PROBLEMS TO SOLVE
(1) List every role that the passage about The Flip Wilson Show says Wilson held on his series.
(2) In the passage about The Flip Wilson Show, shorten the paragraph that begins "According to a 1973 interview" to a single sentence that keeps its main facts.
(3) Carry the passage about The Flip Wilson Show forward from its final sentence.

TEXT UNDER STUDY
-- Opening Marker --
Making one person laugh can be a lot of work, depending on what they find funny, and how funny you are. However, making 40 million people laugh? That's a challenge that even some of the best comedians would struggle with.

Flip Wilson was one of those "best comedians" who was very aware of the size of his audience each week. Wilson hosted, performed, and was a writer on The Flip Wilson Show from 1970 to 1974.

The variety series was best known for its unique characters (usually played by Wilson himself), pop culture parodies, and a lot of funny sketches with celebrity guests. 

There was no doubt that Wilson was hilarious, and if there was ever any question, he had more than 40 million people to back him up.

According to a 1973 interview with Courier-Post, a study from Nielsen reported that around 40 million people were tuning into The Flip Wilson Show each week. Even Carol Burnett, who was the star of The Carol Burnett Show, didn't start as strong in the ratings as Wilson's variety program did.
-- Closing Marker --
COLLECTED MATERIAL
-- Opening Marker --
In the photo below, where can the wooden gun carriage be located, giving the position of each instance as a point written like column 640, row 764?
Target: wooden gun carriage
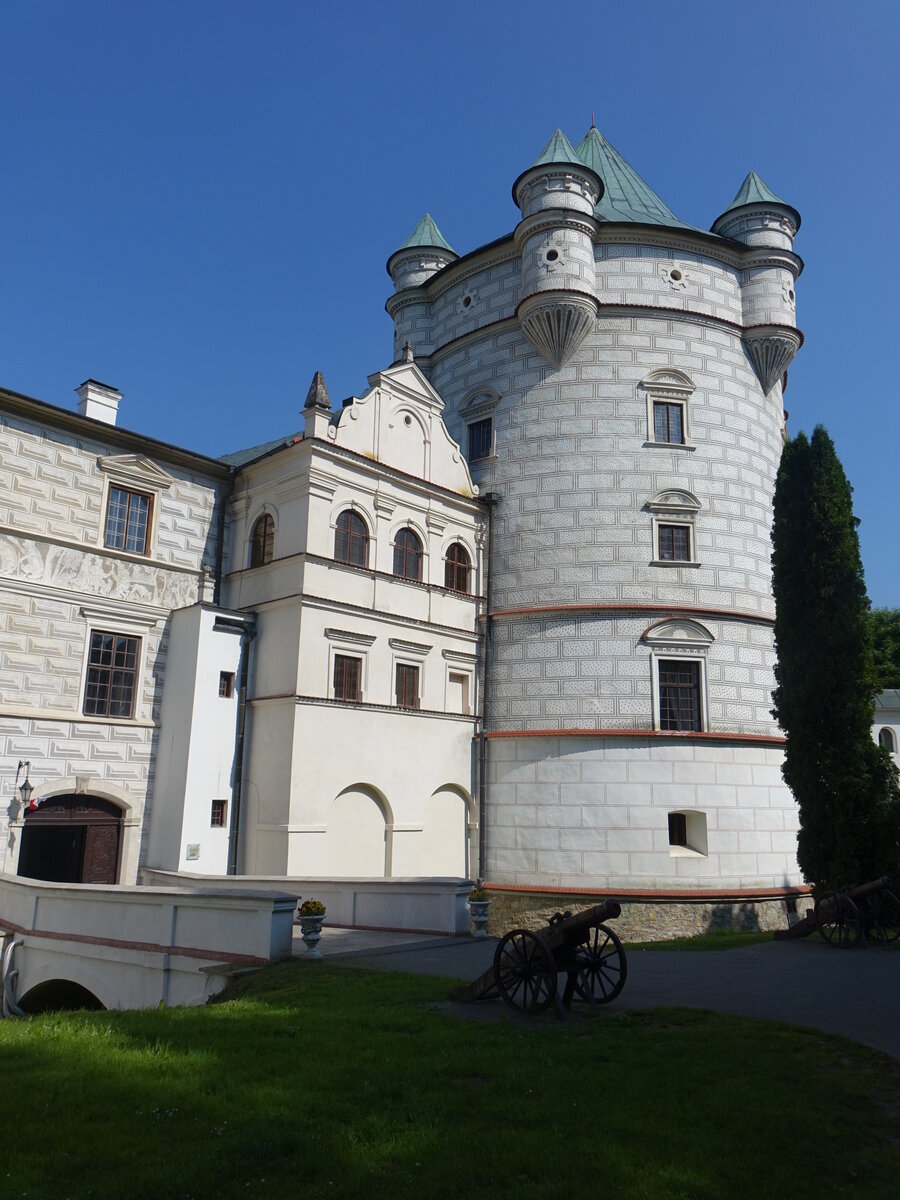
column 868, row 913
column 528, row 964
-- Closing Marker --
ANSWERS TO EACH TASK
(1)
- Host
- Performer
- Writer

(2) A Nielsen study, cited in a 1973 Courier-Post interview, found that about 40 million people watched The Flip Wilson Show each week, a stronger start in the ratings than even Carol Burnett's show had.

(3)
"It means I have to work as hard as I can to entertain those 40 million people," Wilson said. "If I were to fail to try, it would mean that my neglect wasted 40 million hours — that's 80 lifetimes — enough time to find cures for cancer, heart disease, sickle cell anemia, and war. I have to work!"

Work was all Wilson knew. He was no stranger to hard work as he had been working since he was nine years old. His classmates' laughter impressed Wilson so much he began to work at it like it was his job. And eventually, it was.

According to the interview, Wilson grew up in poverty and money was always a problem for him and his family. "We were so poor I couldn't see any way out," Wilson added. "I realized I wouldn't have any Christmas until I made one for myself."

In his early career, Wilson mainly performed at clubs, mostly between Florida and The Bahamas. In 1965, his friend and fellow comedian, Redd Foxx, plugged him on The Tonight Show with Johnny Carson. Suddenly, everyone was talking about Flip Wilson. 

"Redd even offered me some of his material and that's something comics just don't do," Wilson said. "I knew then that things were going right for me."

Wilson worked hard enough to make it out of poverty, he worked hard enough to become a performer and he worked as hard as he could to make 40 million people laugh per week. Were you one of them?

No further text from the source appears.